> What the task requires
Edit the material so that "dark gray" reads "charcoal" wherever it occurs, leaving all else unchanged. Leave the pictures out of your answer.

Dataset rows showing where objects appear:
+--

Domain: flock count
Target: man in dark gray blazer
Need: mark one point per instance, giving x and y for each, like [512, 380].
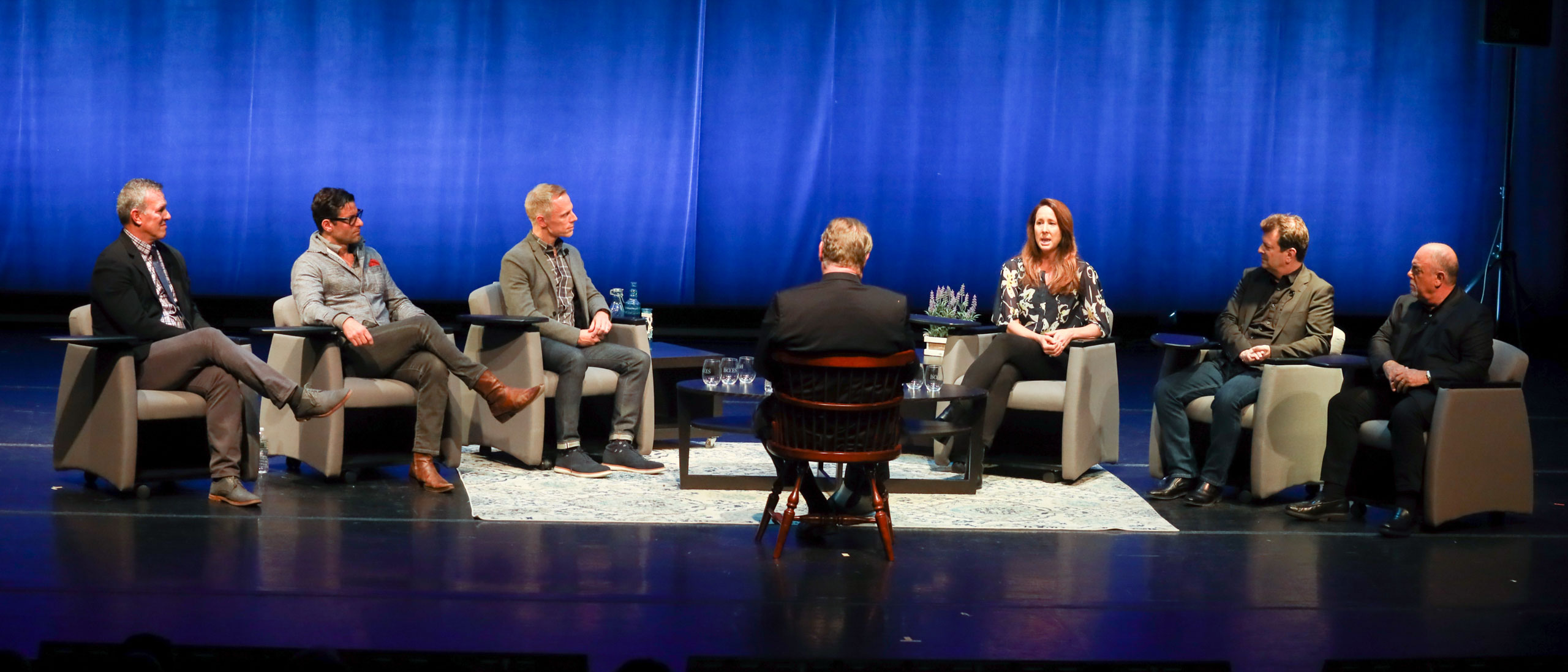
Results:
[545, 276]
[1435, 336]
[1280, 309]
[140, 289]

+--

> The solution
Domain: flock count
Target: man in charcoal blazer
Need: mark one point per instance, giving x and y for each, like [512, 380].
Results:
[545, 276]
[1435, 336]
[1280, 309]
[140, 289]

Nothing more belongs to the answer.